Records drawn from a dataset
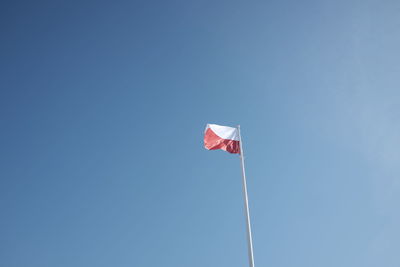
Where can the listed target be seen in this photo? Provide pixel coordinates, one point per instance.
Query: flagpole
(246, 203)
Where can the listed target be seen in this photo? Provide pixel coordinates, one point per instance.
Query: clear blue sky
(103, 106)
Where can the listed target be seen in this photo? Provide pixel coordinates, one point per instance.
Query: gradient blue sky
(103, 106)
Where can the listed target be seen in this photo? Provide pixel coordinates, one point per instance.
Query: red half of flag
(222, 137)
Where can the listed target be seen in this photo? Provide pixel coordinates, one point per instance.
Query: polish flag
(222, 137)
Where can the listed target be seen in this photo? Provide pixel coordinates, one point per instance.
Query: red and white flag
(222, 137)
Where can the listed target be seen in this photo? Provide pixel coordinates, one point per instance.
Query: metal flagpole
(246, 204)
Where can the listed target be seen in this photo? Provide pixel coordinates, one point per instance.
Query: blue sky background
(102, 110)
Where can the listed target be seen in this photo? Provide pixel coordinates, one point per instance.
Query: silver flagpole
(246, 204)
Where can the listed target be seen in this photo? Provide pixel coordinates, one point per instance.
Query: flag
(222, 137)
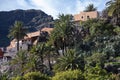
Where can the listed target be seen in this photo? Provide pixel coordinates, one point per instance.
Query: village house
(83, 16)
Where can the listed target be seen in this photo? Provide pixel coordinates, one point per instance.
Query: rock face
(34, 19)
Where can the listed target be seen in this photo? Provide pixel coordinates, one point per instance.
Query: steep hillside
(35, 19)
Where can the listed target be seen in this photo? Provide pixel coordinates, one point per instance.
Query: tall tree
(90, 7)
(18, 63)
(71, 60)
(62, 32)
(113, 7)
(17, 31)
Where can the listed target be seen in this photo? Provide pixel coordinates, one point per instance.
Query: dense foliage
(90, 51)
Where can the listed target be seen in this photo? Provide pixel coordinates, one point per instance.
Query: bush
(18, 78)
(35, 76)
(69, 75)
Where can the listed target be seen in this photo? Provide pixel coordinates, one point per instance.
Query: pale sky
(52, 7)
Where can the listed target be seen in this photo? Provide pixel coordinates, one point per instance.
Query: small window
(88, 17)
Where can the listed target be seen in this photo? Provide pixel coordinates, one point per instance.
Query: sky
(52, 7)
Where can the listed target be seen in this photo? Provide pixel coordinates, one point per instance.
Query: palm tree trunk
(18, 45)
(50, 67)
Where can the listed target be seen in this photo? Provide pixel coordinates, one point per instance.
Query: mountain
(32, 19)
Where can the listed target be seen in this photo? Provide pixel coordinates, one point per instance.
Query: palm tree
(18, 32)
(113, 7)
(18, 63)
(71, 60)
(62, 32)
(90, 7)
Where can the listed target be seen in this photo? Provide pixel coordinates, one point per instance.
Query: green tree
(18, 63)
(69, 75)
(18, 32)
(62, 33)
(90, 7)
(96, 73)
(71, 60)
(35, 76)
(113, 7)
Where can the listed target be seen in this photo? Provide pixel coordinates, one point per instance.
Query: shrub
(18, 78)
(35, 76)
(69, 75)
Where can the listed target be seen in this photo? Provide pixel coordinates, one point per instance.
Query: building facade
(83, 16)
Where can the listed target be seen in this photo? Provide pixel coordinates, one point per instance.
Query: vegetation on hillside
(90, 51)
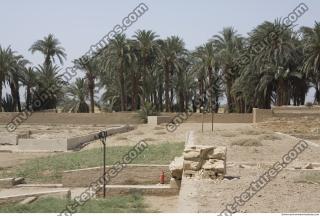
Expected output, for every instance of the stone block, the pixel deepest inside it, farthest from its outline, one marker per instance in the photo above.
(191, 165)
(218, 153)
(219, 166)
(174, 183)
(176, 168)
(192, 154)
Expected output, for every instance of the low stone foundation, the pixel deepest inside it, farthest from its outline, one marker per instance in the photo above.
(204, 162)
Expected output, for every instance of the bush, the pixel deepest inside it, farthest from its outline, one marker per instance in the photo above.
(309, 104)
(147, 110)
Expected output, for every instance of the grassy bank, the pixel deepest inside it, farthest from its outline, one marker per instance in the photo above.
(48, 169)
(117, 204)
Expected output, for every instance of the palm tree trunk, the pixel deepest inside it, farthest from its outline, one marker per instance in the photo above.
(181, 100)
(229, 97)
(317, 93)
(47, 60)
(160, 97)
(28, 100)
(18, 100)
(122, 93)
(14, 97)
(91, 92)
(134, 92)
(210, 86)
(0, 95)
(167, 88)
(282, 93)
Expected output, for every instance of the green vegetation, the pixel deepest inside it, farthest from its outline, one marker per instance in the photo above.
(48, 169)
(115, 204)
(311, 178)
(274, 64)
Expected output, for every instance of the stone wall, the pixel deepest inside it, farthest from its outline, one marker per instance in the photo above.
(132, 174)
(75, 118)
(199, 161)
(260, 115)
(204, 162)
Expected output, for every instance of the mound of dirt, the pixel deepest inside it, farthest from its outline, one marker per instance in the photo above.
(160, 133)
(269, 137)
(252, 131)
(246, 142)
(158, 128)
(228, 134)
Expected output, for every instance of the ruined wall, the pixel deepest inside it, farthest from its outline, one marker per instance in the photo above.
(75, 118)
(132, 174)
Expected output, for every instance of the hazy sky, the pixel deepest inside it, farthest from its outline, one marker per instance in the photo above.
(80, 23)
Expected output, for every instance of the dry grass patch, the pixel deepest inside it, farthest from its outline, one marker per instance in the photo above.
(311, 178)
(138, 133)
(228, 134)
(158, 128)
(121, 138)
(269, 137)
(246, 142)
(160, 133)
(149, 139)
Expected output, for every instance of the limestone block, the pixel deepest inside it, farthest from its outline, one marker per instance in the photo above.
(219, 166)
(191, 165)
(218, 153)
(192, 154)
(174, 183)
(176, 168)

WHAT YOU SHOULD DO ▸ Would you output all of the entries above exactly, keeping the pictures out?

RESULT FOR THIS TASK ▸
Where can the listed target be seen in this photo? Provide pixel coordinates, one point per instance.
Query: flagpole
(246, 203)
Where can the listed target be seen in this photo? Provide pixel coordinates, one point per instance.
Query: clear blue sky
(103, 106)
Where can the listed target be seen in this photo? Provide pixel coordinates, one point per instance.
Query: gradient blue sky
(103, 106)
Where can the listed target be seen in this photo? Provide pixel coordinates, one point per instance.
Query: red half of flag
(222, 137)
Where can the listed target be seen in this photo? Provide pixel coordinates, one point per instance.
Query: polish flag
(222, 137)
Where can the listed target be seen in this photo? Provide pixel coordinates, one point per instance.
Query: red and white flag
(222, 137)
Where can the listed target be seen in this photo? Provide pixel coordinates, one point per instance.
Query: metal flagpole
(246, 204)
Where can the listed target be seen in this photo? Provide pixel coordinates, one point per instance.
Query: blue sky background
(102, 110)
Where can the listed target be seen in this photo? Provide pixel coordinates, one point per instance.
Query: silver flagpole
(246, 204)
Where can the listed target be seen in this photo? Provide pixel coordinates, one point per instance.
Query: flag
(222, 137)
Where can the listed target be seen in this photo? Provide pixel coordinates, one point per instance.
Query: village house
(83, 16)
Where can the listed target be seen in this photo? Provide pixel coordinates, one point per instance.
Query: rock face
(34, 19)
Where can the listed target be seen in this photo? Provide pixel coordinates, one point per instance.
Query: steep hillside
(35, 19)
Where can the listed target be seen in this photo? Provide pixel coordinates, one point per instance.
Query: tall tree
(90, 7)
(18, 63)
(71, 60)
(62, 32)
(113, 7)
(17, 31)
Where can the listed target be seen in this photo? Provide pixel coordinates, one point per instance.
Query: dense foliage
(90, 51)
Where can the listed target be seen in this photo? Provide pixel coordinates, one point per instance.
Query: bush
(18, 78)
(35, 76)
(69, 75)
Where can the listed target be seen in this photo? Provide pixel coordinates, one point per instance.
Query: pale sky
(52, 7)
Where can the listed target be seen in this photo? Provide pixel coordinates, one point per instance.
Query: small window
(88, 17)
Where can the listed target be seen in this photo? Provide pixel coordinates, one point per instance.
Query: sky
(52, 7)
Where can the listed target be seen in this photo? Provide pixel coordinates, one point per instance.
Query: palm tree trunk
(18, 45)
(50, 67)
Where can the listed target be seen in this photo? Provide pixel coordinates, one point per instance.
Query: mountain
(32, 19)
Where can the listed target be seen in this photo? Provide pixel coordinates, one point per instance.
Query: palm tree
(18, 32)
(113, 7)
(18, 63)
(71, 60)
(62, 32)
(90, 7)
Where can the listed target be seen in this photo? Provide pixel coordinates, one point per instance.
Query: green tree
(18, 63)
(69, 75)
(18, 32)
(62, 33)
(90, 7)
(96, 73)
(71, 60)
(35, 76)
(113, 7)
Where can the listed target be seen in this photo? Provide pixel coordinates, one point per instance.
Query: shrub
(18, 78)
(35, 76)
(69, 75)
Where can the listed target be seen in this photo? Provide pixel coordinates, one point per instance.
Query: building facade
(83, 16)
Where can the listed target be seen in this photo? Provide pixel coordinates, one point per instance.
Query: vegetation on hillside
(90, 51)
Expected output, for every instance of the stone block, the pixel deepest inside it, farthest from its outline, one marker per instance in the photo above.
(191, 165)
(218, 153)
(219, 166)
(174, 183)
(176, 168)
(192, 154)
Expected output, for every instance of the low stone foundation, the pixel deepest inside it, farthest from its outline, one marker per instance in the photo above.
(204, 162)
Expected output, for every instance of the bush, the pixel deepest inside it, farthest from its outline, one marker per instance in the photo above.
(309, 104)
(147, 110)
Expected output, for every instance of the grassy bank, the pixel deepest inside it, farthest from its outline, one marker per instance in the photo above.
(48, 169)
(117, 204)
Expected output, for every instance of the palm tree trunk, the pixel deepest inside it, farthest from its outline, one marker per instance in the photo above.
(181, 100)
(229, 97)
(317, 93)
(47, 60)
(160, 97)
(28, 100)
(18, 100)
(122, 93)
(14, 97)
(91, 92)
(134, 92)
(210, 86)
(0, 95)
(167, 88)
(282, 93)
Expected output, for every instance of the green vegetation, the pixel deepest inside it, farthest from its outline, one marker per instance in the photo above.
(48, 169)
(115, 204)
(311, 178)
(274, 64)
Expected output, for every instance of the stone wall, the pixel deepest inside it, farthest from its outline, one marker per instance in the photo above.
(132, 174)
(75, 118)
(199, 161)
(260, 115)
(204, 162)
Expected output, for every instance of the mound of dirt, the pixel deepest inside it, farthest from its outline, one marker per instance in the photo above.
(160, 133)
(269, 137)
(252, 131)
(246, 142)
(158, 128)
(228, 134)
Expected output, for every instance of the ruined wall, the pixel deepest inside it, farthest from its outline, one marker per instance in the photo above.
(75, 118)
(132, 174)
Expected output, for every instance of the hazy sky, the pixel deepest inside it, farthest from its outline, one marker per instance in the photo above.
(80, 23)
Expected output, for every instance of the dry grass patch, the pixel deepest inside it, farthest from its outline, one marker per instance in the photo above.
(311, 178)
(138, 133)
(228, 134)
(158, 128)
(121, 138)
(269, 137)
(246, 142)
(160, 133)
(149, 139)
Expected output, for every instance of the limestone block, the pixel deepest inside it, farthest from its outline, one marker per instance in the photo above.
(219, 166)
(191, 165)
(218, 153)
(192, 154)
(174, 183)
(176, 168)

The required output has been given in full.